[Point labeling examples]
%%

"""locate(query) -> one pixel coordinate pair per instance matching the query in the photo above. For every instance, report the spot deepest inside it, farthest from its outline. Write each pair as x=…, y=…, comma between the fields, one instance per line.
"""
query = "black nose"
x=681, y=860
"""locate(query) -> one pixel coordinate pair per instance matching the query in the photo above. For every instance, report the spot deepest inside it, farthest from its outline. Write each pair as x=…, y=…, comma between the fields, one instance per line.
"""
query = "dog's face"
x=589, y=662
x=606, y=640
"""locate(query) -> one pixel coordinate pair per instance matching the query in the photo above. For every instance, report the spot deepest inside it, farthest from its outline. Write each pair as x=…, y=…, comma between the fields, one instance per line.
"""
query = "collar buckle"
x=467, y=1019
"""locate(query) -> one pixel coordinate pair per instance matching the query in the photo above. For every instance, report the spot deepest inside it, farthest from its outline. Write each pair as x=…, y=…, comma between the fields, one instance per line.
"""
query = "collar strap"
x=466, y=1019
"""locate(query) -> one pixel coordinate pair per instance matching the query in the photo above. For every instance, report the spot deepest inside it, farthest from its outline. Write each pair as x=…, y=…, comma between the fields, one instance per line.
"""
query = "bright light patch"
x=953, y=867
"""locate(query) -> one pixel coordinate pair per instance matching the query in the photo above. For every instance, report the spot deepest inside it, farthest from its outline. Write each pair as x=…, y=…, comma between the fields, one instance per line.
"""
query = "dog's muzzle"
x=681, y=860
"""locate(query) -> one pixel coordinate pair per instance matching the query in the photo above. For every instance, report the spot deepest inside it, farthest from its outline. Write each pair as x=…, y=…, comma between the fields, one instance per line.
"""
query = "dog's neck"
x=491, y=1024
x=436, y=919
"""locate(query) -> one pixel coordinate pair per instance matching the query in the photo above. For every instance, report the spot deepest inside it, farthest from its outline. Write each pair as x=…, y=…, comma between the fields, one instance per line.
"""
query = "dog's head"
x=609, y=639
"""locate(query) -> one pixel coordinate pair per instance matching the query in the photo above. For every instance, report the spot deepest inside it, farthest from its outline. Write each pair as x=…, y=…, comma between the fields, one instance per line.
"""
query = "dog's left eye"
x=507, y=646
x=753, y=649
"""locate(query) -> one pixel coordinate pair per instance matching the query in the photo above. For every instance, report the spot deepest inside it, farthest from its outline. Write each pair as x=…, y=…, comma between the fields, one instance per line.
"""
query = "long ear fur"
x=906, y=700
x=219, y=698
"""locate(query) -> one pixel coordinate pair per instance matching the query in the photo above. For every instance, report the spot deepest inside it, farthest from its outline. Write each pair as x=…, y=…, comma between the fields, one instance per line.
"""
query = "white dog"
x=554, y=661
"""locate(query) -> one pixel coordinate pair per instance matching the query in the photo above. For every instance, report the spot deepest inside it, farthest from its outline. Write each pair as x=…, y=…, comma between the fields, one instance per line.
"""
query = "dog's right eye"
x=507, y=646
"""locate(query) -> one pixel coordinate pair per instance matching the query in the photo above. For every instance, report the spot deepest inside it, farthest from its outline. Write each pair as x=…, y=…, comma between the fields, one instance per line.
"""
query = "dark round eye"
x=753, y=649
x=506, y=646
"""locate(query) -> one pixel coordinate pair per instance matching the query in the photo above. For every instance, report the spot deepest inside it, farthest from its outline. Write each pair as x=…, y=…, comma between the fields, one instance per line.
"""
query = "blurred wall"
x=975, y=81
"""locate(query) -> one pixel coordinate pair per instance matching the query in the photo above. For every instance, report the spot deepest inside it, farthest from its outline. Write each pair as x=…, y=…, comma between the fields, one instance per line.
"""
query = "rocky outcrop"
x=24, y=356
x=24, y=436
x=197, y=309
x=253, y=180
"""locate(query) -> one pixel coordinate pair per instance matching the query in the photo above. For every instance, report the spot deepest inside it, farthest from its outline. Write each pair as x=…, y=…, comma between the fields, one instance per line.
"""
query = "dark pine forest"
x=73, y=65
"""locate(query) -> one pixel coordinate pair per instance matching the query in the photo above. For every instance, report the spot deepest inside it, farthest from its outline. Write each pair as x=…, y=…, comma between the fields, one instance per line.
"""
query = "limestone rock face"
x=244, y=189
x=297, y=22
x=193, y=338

%%

Please reproduce all of the data above without any changes.

■ TASK RESULT:
"""locate(query) -> one pixel coordinate pair per instance matching the query in the photo above. For every instance, report the spot deepest inside it, farthest from its outline. Write each pair as x=…, y=…, comma between the fields, one instance per line.
"""
query = "black nose"
x=681, y=860
"""locate(query) -> one pixel coordinate pair per instance matching the query in the photo above. For every instance, report the spot deepest inside it, farthest from its outline. Write each pair as x=…, y=…, comma between the fields, one instance per line.
"""
query = "dog's face"
x=589, y=662
x=606, y=640
"""locate(query) -> one pixel coordinate pair per instance matching the query in the photo above. For every instance, report the spot deepest inside it, farthest from its outline. Write each pair as x=…, y=…, comma between the fields, one instance per line.
"""
query = "collar buckle"
x=467, y=1019
"""locate(query) -> one pixel coordinate pair per instance matching the query in the photo above. For every instance, report the spot deepest inside it, farthest from its outline. Write each pair as x=…, y=…, comma between the fields, one instance per line.
"""
query = "collar strap"
x=466, y=1019
"""locate(query) -> one pixel coordinate pair per instance matching the query in the photo above. For every instance, report the spot deepest inside it, farthest from its outline. Write each pair as x=…, y=…, comma between the fields, one instance per line.
"""
query = "bright light patch"
x=953, y=867
"""locate(query) -> one pixel coordinate pair per instance matching the query in the photo above. For every instance, report the spot deepest inside it, farthest from its outline. Write each pair as x=…, y=…, comma between the fields, one instance per line.
"""
query = "dog's muzzle"
x=681, y=860
"""locate(query) -> one pixel coordinate pair per instance matching the query in the photo above. For every instance, report the spot deepest inside it, farthest from its outline. Write each pair as x=…, y=…, comma between the fields, one instance per line.
"""
query = "dog's neck"
x=491, y=1024
x=436, y=919
"""locate(query) -> one pixel coordinate pair per instance matching the query in the photo above. For every instance, report the spot deepest inside it, farthest from its outline. Write each pair as x=…, y=…, comma between the fields, one instance per line.
"""
query = "dog's head"
x=609, y=639
"""locate(query) -> one pixel coordinate pair per instance matching the query in the photo above. For every instance, report the spot deepest inside it, farthest from its outline. Write each pair as x=…, y=…, comma between the fields, one instance per line.
"""
query = "dog's left eye"
x=507, y=646
x=753, y=649
"""locate(query) -> one pixel coordinate pair per instance matching the query in the photo above. For every instance, report the spot deepest inside it, farthest from its outline. Write each pair as x=…, y=…, comma between the fields, one instance per line.
"""
query = "long ear fur"
x=906, y=700
x=219, y=698
"""locate(query) -> one pixel coordinate pair per instance matching the query in the photo above. For every instance, report the spot deepest inside it, farthest from its outline. Write each pair as x=…, y=…, comma between the fields, one instance per line.
"""
query = "white dog"
x=554, y=661
"""locate(query) -> one pixel coordinate pair per instance matching the query in the photo above. For every instance, report the spot deepest inside it, farthest from its outline. Write each pair as x=…, y=…, comma between the fields, one instance per line.
"""
query = "dog's right eye"
x=507, y=646
"""locate(query) -> one pixel coordinate pair per instance matching the query in the photo above. For every instance, report the spot deepest inside it, farthest from its outline. Write each pair as x=…, y=…, comma between the fields, one instance per line.
"""
query = "dark round eye"
x=753, y=649
x=506, y=646
"""locate(query) -> one pixel coordinate pair per instance matching the query in the photo above. For every instance, report the spot deepest inside it, farthest from its outline. Write each pair as x=…, y=…, comma between the fields, one instance per line.
"""
query = "blurred wall"
x=975, y=81
"""locate(query) -> one pixel coordinate pair per instance matching the query in the photo above. For every instance, report the spot deepest inside it, farthest from its outline. Write each pair as x=…, y=…, comma between the fields, one instance per line.
"""
query = "rocky outcrop"
x=24, y=356
x=24, y=436
x=197, y=309
x=253, y=180
"""locate(query) -> one pixel coordinate pair per instance matching the query in the photo above. For every instance, report the spot deepest inside it, farthest from its outline. Write each pair as x=…, y=…, comma between the fields, one instance per line.
"""
query = "dark pine forest"
x=73, y=65
"""locate(query) -> one pixel coordinate pair per instance matching the query in the photo above. For every instance, report the spot deepest inside it, farthest from its outline. Write each pair as x=…, y=…, comma between the fields, one instance per line.
"""
query = "limestone rock face"
x=244, y=189
x=297, y=22
x=193, y=338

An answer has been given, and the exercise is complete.